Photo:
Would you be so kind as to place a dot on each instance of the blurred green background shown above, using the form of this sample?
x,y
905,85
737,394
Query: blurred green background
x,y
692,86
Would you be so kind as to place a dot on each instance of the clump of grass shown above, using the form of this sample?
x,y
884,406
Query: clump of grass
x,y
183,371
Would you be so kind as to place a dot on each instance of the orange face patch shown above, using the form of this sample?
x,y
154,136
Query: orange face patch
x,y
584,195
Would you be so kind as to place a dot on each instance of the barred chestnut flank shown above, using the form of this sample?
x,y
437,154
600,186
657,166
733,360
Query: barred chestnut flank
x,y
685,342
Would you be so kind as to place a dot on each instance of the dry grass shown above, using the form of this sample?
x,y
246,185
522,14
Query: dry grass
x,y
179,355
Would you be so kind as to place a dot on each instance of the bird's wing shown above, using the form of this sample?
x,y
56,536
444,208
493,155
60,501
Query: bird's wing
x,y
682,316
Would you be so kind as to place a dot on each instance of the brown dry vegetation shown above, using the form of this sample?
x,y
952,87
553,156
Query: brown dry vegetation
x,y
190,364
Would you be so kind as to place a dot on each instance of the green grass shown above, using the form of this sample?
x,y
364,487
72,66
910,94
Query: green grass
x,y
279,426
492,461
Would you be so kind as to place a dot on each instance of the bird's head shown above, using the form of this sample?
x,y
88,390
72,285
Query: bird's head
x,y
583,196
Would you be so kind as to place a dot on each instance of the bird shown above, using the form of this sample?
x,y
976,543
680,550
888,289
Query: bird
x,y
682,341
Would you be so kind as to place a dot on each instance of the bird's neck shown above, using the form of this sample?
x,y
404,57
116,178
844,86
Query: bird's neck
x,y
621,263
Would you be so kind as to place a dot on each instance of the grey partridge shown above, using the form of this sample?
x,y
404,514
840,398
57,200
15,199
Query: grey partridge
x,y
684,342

━━━

Work to be completed
Reproduce each of the records word for word.

Answer to the problem
Photo:
Would you be so kind as to place a dot on each instance of the blurred green background shown above, using the form of this sample?
x,y
905,85
737,394
Query: blurred green background
x,y
692,86
Would you be so kind as to place a dot on each instance of the clump of grass shown above, using the form of this sample?
x,y
884,406
Query: clump of grass
x,y
183,371
Would you be so kind as to place a dot on each instance of the orange face patch shown above, using the form of this sample?
x,y
154,136
Query: orange face patch
x,y
584,195
Would you be so kind as to place a dot on each instance of the barred chestnut flank shown above, using the form of this sample?
x,y
437,154
600,186
657,166
733,360
Query: barred chestnut flank
x,y
685,342
Would you be so kind as to place a dot on each instance of the dry grass shown above, using the form of this sample?
x,y
246,185
522,14
Query: dry grass
x,y
179,355
Would you be so kind as to place a dot on each instance of the bird's wing shown above, using the form of this sample?
x,y
56,536
444,208
493,155
60,501
Query: bird's wing
x,y
682,316
Would you be so kind as to place a dot on each instance of the brown dry vegetation shown above, using the form of this sample?
x,y
952,87
553,156
Query: brown dry vegetation
x,y
190,364
Would you be so kind as to place a dot on each instance of the green grass shown above, using the form of this sample?
x,y
364,487
72,66
910,94
Query: green grass
x,y
279,426
492,461
Would you be so kind as to place a dot on each instance of the bird's head shown above, using the form of this sample?
x,y
88,390
72,285
Query: bird's head
x,y
583,196
Would you be so kind as to place a dot on each instance of the bird shown above, using the form of this sample?
x,y
976,543
680,550
888,289
Query: bird
x,y
682,341
Would you be so kind as to place a dot on each instance of the bird's neck shown above, using the form of this sample?
x,y
404,57
116,178
844,86
Query: bird's neck
x,y
621,263
Would you be so kind as to place a dot on each instance of the grey partridge shown above, using the form of this sample?
x,y
404,514
840,398
57,200
15,199
Query: grey partridge
x,y
684,342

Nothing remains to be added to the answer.